Data entries:

____

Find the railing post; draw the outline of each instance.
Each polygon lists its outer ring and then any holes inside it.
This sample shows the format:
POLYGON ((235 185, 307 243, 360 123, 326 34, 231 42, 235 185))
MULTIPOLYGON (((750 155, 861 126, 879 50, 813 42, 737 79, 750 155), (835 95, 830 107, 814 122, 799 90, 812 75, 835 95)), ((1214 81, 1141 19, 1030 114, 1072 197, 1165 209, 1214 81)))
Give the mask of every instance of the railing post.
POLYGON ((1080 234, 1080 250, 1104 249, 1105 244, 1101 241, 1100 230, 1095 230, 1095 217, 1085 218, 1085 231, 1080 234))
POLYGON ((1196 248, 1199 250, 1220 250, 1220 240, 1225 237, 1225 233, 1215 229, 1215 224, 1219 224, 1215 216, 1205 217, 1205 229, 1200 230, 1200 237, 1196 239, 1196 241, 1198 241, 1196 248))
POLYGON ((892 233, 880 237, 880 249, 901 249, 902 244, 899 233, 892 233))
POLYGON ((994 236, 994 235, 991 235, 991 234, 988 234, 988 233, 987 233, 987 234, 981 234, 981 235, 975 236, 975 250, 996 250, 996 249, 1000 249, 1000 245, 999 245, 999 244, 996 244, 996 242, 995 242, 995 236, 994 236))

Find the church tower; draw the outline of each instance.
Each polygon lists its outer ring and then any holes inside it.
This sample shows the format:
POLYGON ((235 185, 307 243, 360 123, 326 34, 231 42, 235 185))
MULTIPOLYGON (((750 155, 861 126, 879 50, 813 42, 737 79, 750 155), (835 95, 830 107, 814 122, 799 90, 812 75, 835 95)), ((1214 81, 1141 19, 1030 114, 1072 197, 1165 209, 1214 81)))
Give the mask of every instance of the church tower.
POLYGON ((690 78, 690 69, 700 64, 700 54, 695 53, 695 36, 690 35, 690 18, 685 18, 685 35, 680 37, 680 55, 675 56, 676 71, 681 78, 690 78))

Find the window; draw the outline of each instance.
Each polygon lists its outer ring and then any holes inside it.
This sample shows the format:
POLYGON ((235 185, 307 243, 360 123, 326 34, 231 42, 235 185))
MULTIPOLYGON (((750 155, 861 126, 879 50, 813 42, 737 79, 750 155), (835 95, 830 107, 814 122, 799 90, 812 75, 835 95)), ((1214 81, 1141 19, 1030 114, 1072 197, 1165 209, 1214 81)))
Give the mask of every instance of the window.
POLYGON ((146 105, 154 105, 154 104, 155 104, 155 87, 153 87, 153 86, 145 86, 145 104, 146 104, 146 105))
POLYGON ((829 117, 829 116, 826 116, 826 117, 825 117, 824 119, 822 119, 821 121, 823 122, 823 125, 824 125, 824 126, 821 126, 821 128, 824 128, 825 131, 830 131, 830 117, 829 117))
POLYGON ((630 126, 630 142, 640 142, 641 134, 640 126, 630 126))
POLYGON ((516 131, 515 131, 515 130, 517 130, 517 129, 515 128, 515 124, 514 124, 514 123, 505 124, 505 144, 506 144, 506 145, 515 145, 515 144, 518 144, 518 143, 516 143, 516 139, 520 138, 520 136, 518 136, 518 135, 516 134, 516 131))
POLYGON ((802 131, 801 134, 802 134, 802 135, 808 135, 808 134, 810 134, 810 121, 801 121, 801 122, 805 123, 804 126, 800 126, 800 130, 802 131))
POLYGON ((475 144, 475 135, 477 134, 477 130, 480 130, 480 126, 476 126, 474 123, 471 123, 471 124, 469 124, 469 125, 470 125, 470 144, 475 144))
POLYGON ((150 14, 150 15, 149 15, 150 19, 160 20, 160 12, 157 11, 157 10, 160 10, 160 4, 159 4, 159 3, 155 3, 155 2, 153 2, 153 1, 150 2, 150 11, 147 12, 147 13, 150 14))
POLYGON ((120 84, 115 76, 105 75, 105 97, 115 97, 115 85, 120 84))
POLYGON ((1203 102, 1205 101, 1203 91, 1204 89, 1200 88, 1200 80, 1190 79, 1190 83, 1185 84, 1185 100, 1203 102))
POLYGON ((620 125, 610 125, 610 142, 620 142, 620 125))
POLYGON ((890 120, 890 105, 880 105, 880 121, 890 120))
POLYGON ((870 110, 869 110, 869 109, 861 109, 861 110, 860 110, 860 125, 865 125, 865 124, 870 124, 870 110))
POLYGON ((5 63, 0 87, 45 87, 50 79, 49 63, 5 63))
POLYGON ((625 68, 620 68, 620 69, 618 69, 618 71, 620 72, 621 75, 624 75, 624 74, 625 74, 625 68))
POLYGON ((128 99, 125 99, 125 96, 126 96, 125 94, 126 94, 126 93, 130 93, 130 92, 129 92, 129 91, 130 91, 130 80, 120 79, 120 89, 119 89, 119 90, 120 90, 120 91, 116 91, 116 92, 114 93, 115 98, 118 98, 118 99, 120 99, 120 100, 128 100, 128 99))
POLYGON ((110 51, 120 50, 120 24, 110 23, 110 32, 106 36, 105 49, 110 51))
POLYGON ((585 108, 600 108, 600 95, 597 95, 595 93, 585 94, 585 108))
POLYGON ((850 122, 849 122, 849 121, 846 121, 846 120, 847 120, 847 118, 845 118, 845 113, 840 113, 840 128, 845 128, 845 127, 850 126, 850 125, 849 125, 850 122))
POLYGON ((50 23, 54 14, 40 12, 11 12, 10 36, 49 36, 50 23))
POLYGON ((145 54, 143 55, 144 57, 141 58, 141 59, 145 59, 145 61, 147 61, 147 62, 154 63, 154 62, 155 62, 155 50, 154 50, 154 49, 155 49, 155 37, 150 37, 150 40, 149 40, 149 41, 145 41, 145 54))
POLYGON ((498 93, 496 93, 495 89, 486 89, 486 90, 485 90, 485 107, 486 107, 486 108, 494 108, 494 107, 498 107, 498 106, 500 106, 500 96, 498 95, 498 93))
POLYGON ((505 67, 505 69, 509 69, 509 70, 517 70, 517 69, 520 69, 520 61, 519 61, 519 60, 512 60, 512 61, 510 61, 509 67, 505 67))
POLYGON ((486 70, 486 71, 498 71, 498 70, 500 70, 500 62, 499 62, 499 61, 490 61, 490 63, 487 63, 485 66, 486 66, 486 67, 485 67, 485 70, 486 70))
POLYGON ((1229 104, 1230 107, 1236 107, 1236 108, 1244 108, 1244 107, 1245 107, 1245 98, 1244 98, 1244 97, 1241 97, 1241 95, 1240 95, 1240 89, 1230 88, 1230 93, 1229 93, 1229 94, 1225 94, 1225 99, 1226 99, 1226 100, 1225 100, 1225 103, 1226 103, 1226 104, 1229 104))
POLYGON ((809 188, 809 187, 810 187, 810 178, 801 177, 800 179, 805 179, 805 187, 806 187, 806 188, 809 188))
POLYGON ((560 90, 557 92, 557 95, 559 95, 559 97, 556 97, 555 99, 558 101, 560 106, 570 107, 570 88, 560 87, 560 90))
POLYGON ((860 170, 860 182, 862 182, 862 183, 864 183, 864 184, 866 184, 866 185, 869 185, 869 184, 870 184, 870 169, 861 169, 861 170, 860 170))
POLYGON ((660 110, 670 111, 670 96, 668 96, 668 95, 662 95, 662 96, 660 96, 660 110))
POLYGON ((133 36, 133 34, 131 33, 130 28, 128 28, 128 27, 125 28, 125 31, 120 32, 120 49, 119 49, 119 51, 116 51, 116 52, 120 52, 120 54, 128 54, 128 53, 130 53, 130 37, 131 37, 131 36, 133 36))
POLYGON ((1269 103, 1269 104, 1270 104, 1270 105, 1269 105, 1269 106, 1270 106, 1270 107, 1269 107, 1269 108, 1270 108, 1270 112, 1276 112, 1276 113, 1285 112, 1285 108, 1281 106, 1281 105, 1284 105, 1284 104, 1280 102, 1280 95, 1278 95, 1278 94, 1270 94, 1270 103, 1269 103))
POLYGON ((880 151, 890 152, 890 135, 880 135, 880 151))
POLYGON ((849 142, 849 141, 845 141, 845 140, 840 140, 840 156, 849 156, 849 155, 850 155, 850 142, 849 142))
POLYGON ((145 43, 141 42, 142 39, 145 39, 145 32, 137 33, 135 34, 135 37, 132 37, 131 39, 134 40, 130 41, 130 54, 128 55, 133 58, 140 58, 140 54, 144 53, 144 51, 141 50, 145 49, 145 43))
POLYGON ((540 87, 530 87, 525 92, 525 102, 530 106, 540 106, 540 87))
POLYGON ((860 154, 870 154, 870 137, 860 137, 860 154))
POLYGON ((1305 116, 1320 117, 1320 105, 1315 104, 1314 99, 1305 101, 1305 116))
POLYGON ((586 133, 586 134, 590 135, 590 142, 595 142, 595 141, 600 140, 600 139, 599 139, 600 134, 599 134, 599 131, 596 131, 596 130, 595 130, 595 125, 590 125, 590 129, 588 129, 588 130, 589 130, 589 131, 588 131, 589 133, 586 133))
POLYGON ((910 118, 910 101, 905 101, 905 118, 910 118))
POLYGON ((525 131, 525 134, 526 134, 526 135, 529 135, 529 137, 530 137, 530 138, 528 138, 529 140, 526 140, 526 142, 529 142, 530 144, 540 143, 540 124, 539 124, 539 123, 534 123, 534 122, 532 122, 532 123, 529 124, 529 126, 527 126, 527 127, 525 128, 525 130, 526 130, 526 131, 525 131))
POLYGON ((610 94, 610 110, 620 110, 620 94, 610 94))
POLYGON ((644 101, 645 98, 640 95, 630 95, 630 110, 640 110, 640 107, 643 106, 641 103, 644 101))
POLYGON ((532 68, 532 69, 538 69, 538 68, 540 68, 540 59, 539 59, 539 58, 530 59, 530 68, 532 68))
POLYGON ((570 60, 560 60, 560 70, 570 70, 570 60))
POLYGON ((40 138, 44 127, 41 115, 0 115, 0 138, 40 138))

____

Working from the entries above, filter out every line that lacks "outline" and copy what remains.

Find the railing post; draw the outline of each instance.
Find the church tower; draw the outline of each instance.
Find the window; draw the outline of each instance.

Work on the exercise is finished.